Tasks to perform »
**A)** Translate this sentence from the relay controller excerpt into Spanish: "I save the current relay status about every 10 seconds, 4 bits total."
**B)** Decide whether each statement agrees with the relay controller excerpt, answering yes or no and quoting the words of the excerpt that settle it.
(i) The relay status is saved roughly every 10 seconds.
(ii) When the unit was first fired up, all of the eeprom was cleared to $00.
(iii) Before clearing the bytes after reaching byte 255, the writer checks the power on the mains.
**C)** From the relay controller excerpt, reproduce the passage from "This way, I" up to and including "down before that!".

Excerpt »

I save the current relay status about every 10 seconds, 4 bits total. 256 bytes of eeprom. When the unit was first fired up, I cleared all of the eeprom to $ff. The first time I wrote to a byte, I clear bit 7 in byte 0, and saved the status to the lower 4 bits. The next time, I looked for the first byte in the eeprom with bit 7 set, then cleared that byte's bit 7 and saved the status to the lower 4 bits, and so on and so on and so on...
When I get to byte 255, I check the power on the mains (make sure I'm not running off battery backup), then clear all of the bytes back to $ff and start the process over again.
If main power fails, then comes back on, I look for the last byte in the eeprom with bit 7 cleared and read the state from it...then resave it of course...
This way, I use each of the bytes equally (by looking for the first byte with bit 7 set) and saving the state there. According to the table above, I should get about 40 years or so out of this controller. The building will fall down before that!

Data supplied »
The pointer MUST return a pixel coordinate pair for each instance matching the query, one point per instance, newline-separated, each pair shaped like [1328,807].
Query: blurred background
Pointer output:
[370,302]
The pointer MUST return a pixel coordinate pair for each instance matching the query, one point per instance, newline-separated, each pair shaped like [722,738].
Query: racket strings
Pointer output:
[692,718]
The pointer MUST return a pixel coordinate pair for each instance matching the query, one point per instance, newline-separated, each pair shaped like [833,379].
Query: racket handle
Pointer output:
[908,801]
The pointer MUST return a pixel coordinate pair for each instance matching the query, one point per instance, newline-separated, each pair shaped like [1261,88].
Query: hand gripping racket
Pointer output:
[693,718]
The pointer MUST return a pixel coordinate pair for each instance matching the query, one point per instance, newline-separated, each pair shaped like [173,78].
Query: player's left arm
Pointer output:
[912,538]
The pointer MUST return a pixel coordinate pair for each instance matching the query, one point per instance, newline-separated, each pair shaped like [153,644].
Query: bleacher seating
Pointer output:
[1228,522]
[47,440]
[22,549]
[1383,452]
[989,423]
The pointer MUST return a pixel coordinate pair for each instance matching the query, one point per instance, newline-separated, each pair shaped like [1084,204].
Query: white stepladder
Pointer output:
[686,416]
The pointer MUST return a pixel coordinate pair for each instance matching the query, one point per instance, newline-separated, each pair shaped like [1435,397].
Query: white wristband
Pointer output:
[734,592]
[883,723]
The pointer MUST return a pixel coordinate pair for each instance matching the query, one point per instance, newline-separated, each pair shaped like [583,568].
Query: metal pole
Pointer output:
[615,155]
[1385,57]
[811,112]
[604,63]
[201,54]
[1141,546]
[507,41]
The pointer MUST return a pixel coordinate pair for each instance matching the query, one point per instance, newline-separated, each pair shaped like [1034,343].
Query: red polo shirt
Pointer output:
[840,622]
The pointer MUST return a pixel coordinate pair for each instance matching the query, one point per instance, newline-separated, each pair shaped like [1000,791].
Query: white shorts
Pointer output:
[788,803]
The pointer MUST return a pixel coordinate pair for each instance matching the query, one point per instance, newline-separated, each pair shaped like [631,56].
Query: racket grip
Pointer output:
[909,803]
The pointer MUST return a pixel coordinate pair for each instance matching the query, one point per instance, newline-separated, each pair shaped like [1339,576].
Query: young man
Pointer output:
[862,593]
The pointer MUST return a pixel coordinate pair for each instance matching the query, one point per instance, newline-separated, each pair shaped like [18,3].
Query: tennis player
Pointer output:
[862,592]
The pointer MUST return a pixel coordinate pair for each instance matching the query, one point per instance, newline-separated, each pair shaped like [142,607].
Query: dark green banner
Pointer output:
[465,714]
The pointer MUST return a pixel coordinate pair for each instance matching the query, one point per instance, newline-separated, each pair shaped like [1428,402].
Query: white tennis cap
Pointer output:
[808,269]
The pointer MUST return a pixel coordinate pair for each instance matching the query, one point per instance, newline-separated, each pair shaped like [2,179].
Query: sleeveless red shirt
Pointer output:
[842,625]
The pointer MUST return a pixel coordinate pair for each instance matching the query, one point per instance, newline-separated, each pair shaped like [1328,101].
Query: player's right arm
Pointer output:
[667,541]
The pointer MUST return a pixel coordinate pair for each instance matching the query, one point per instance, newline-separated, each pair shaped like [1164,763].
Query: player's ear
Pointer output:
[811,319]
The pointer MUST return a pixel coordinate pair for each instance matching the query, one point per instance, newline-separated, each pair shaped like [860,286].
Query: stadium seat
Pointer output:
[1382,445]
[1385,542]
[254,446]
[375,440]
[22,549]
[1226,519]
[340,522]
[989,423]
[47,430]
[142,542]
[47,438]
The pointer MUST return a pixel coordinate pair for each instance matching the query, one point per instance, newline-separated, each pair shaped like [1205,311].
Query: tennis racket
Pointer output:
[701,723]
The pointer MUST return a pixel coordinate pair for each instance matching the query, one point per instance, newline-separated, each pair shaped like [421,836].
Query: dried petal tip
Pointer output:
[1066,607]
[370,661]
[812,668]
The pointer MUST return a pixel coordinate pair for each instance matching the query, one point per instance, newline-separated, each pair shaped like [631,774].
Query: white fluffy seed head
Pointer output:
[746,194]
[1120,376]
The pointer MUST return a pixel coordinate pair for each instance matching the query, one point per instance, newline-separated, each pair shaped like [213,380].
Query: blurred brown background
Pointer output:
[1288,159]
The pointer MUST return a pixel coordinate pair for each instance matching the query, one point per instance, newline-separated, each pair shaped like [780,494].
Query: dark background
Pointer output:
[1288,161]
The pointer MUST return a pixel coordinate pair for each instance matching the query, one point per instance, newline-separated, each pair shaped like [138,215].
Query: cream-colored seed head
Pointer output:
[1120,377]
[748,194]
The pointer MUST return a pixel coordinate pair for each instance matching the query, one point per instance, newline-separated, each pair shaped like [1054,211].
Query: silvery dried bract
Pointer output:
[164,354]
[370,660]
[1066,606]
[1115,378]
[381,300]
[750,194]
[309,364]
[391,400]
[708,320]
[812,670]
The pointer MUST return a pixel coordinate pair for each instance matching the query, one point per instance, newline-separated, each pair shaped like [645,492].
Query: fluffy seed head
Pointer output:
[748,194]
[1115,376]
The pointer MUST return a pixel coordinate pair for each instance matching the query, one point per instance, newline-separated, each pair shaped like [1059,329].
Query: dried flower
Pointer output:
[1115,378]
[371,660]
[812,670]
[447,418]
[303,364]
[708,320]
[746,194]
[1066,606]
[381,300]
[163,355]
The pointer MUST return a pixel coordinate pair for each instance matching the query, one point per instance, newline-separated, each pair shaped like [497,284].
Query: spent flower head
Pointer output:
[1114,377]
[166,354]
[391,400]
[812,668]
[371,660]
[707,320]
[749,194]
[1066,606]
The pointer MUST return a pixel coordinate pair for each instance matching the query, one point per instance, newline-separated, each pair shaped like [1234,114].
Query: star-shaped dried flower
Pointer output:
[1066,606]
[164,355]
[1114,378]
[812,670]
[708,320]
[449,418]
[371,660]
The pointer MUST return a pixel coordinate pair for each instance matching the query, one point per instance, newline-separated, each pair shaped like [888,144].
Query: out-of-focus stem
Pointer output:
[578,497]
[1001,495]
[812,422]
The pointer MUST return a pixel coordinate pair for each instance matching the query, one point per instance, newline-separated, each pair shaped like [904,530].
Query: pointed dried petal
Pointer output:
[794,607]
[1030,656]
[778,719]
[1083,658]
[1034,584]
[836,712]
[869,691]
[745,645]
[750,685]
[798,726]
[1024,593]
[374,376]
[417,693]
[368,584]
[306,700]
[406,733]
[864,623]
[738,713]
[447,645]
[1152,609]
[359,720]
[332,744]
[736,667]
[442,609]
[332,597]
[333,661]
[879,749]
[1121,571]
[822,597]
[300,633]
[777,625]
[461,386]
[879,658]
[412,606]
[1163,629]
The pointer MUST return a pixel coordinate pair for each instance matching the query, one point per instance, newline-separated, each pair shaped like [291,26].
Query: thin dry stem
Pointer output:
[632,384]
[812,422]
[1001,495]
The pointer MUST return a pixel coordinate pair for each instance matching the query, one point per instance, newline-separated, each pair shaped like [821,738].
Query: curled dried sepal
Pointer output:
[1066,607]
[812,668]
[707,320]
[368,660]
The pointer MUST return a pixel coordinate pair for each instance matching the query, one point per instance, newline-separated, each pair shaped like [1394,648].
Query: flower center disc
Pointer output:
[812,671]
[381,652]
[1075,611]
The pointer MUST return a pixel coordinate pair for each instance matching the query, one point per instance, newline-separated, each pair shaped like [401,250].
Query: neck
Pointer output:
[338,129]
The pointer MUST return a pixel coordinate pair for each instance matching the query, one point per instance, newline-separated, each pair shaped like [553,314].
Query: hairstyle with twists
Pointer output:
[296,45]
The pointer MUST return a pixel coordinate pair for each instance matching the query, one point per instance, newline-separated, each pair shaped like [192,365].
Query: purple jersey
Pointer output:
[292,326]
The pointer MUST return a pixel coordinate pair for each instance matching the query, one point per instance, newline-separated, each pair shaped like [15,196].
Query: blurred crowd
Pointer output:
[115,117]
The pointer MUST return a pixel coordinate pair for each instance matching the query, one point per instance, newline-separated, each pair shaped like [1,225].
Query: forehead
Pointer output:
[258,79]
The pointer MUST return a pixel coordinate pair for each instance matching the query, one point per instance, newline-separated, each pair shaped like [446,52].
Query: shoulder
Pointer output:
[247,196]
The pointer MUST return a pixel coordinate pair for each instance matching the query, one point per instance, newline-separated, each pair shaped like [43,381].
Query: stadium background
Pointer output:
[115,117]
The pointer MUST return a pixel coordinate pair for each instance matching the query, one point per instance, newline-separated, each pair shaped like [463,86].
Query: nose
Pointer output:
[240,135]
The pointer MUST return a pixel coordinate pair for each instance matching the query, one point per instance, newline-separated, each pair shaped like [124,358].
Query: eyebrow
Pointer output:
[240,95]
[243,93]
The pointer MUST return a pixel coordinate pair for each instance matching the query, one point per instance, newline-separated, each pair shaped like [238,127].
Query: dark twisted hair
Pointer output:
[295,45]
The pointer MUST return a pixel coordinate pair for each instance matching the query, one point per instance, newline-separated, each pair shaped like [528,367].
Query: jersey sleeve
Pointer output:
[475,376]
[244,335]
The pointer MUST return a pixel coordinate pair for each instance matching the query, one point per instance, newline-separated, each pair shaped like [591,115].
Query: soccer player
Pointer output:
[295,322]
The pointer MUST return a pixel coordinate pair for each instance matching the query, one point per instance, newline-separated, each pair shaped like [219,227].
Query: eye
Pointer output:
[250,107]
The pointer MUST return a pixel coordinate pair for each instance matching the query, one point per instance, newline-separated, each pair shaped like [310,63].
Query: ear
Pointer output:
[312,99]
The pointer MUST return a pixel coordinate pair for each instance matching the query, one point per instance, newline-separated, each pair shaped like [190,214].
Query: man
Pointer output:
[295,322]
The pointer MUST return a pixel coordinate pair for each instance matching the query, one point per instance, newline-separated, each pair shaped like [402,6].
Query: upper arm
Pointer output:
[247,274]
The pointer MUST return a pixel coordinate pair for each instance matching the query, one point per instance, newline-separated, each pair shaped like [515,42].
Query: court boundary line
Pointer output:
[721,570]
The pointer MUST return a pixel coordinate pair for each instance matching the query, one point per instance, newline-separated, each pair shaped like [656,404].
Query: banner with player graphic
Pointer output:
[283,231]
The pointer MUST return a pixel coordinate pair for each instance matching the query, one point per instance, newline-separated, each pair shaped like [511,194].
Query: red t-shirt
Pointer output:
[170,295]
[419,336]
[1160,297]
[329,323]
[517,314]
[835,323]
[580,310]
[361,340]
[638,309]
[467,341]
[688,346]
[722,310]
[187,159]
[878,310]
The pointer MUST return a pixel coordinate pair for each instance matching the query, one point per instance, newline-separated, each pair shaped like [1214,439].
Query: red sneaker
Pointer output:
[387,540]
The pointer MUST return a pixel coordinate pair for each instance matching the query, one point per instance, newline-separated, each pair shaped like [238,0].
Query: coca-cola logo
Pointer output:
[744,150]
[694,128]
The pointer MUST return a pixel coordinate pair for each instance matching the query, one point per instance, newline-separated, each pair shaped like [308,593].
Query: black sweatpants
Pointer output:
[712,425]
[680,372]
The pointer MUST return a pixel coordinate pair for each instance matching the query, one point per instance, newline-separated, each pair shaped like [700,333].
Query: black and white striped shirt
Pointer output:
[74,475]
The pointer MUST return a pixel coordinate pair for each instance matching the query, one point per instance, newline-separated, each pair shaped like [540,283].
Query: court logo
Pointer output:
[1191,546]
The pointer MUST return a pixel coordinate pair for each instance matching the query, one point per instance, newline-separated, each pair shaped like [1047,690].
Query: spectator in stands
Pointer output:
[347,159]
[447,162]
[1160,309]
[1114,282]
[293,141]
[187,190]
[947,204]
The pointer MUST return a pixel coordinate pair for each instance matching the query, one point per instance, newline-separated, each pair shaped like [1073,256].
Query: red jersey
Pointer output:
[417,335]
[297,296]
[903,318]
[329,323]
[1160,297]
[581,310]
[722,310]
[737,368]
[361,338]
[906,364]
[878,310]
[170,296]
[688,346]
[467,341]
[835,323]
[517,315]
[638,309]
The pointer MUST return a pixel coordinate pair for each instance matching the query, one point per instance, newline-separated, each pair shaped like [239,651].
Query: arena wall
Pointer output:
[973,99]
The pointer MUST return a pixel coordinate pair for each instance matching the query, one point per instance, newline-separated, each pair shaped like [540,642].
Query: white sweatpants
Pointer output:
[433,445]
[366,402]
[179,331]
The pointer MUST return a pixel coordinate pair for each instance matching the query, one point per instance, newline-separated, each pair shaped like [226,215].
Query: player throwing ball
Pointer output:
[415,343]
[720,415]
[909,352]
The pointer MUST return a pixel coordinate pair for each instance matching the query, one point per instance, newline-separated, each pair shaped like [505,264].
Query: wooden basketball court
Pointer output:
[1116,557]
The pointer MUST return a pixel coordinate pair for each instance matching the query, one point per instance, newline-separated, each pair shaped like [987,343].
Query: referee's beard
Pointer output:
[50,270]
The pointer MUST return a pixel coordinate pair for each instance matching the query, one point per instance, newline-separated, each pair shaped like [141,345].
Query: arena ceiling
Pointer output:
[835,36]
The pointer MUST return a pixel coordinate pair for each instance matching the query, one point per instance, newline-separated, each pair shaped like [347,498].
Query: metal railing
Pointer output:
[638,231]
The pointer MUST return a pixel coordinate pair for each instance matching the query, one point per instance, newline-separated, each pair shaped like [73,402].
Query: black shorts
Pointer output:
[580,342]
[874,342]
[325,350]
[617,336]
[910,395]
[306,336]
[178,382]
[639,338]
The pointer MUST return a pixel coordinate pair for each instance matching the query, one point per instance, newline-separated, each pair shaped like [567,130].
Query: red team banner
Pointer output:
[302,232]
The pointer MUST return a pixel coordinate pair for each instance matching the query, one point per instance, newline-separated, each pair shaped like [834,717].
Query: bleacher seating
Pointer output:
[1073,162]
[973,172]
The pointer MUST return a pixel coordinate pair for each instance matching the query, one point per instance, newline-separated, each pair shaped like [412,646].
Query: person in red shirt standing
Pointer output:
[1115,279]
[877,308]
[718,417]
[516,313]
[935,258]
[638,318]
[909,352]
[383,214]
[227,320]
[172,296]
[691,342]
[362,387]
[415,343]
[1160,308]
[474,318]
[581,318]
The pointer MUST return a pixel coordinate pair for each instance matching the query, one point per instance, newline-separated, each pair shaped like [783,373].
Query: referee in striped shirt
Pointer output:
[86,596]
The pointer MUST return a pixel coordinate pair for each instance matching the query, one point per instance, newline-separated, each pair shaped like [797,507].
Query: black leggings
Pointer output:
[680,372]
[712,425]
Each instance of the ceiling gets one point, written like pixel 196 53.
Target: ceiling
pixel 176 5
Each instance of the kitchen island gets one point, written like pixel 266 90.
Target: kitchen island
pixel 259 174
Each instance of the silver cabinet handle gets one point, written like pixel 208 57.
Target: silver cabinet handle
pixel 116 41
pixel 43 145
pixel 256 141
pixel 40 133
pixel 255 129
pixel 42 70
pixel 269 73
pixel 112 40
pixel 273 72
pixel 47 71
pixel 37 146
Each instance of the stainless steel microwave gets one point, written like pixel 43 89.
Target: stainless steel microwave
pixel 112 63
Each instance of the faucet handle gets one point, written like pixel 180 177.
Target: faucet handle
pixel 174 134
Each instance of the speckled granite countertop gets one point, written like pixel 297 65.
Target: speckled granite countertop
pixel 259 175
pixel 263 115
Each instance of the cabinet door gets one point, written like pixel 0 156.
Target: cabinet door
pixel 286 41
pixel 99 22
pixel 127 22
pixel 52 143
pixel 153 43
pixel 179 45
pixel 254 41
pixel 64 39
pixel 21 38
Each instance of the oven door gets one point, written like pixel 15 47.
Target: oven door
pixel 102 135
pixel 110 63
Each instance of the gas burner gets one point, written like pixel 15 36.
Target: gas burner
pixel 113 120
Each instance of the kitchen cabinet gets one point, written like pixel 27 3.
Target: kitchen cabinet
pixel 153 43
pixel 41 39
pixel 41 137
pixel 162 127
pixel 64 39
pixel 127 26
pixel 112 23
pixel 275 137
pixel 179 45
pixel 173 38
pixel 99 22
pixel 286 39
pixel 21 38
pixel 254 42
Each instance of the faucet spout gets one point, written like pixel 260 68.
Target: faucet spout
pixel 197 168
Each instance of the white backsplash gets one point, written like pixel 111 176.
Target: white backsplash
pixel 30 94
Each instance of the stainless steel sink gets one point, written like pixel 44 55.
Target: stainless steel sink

Solved tasks »
**A)** Guardo el estado actual de los relés aproximadamente cada 10 segundos, 4 bits en total.

**B)**
(i) Yes: "I save the current relay status about every 10 seconds"
(ii) No: "I cleared all of the eeprom to $ff"
(iii) Yes: "When I get to byte 255, I check the power on the mains"

**C)**
This way, I use each of the bytes equally (by looking for the first byte with bit 7 set) and saving the state there. According to the table above, I should get about 40 years or so out of this controller. The building will fall down before that!